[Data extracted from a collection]
Start of Block

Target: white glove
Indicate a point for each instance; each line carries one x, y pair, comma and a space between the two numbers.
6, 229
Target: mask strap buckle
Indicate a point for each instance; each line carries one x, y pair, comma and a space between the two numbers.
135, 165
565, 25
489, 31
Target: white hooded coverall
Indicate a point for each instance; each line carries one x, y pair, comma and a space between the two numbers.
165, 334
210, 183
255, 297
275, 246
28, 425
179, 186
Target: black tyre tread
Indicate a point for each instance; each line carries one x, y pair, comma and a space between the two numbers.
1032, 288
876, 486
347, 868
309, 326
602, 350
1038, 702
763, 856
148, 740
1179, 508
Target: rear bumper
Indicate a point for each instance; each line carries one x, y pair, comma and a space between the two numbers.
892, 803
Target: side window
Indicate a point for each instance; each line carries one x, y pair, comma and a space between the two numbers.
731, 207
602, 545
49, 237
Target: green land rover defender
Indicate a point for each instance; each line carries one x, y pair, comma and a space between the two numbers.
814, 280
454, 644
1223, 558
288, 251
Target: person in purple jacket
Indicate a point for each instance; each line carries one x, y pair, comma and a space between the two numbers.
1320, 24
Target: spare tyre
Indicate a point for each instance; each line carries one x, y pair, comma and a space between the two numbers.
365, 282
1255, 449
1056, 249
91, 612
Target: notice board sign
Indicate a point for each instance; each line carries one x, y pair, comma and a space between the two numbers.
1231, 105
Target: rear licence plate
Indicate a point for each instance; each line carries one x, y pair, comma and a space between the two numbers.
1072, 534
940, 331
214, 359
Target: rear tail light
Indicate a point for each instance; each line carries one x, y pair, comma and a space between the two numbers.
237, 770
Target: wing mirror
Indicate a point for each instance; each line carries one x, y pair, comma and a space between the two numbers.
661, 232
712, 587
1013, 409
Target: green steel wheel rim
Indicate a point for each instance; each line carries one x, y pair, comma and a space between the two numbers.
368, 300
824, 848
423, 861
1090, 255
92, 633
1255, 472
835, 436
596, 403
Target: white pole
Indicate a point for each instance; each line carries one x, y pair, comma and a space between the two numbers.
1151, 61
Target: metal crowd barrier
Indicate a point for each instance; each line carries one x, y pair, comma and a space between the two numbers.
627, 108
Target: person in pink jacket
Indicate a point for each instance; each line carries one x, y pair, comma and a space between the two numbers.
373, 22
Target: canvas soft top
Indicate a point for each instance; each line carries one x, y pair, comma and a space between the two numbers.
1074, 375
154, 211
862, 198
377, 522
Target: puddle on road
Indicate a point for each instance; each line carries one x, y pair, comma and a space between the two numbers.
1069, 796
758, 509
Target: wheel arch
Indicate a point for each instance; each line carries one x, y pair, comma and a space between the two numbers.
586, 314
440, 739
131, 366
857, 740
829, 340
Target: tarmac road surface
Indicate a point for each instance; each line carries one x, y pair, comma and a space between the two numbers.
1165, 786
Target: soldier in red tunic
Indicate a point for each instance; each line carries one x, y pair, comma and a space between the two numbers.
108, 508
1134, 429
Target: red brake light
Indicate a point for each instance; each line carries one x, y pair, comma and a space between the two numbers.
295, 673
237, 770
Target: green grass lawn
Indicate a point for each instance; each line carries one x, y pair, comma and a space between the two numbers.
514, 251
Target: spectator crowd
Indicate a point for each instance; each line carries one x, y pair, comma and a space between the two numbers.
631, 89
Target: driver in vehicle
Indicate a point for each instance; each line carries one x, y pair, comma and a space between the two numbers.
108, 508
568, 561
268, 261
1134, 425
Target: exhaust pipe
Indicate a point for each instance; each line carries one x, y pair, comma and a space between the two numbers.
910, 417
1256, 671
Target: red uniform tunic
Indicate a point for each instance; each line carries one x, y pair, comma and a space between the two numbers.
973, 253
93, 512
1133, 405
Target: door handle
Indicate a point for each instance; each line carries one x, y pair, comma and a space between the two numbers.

End of Block

• Assigned task: Report the number of lines above containing the string "wheel" as your sole answer.

• Finished exercise: 2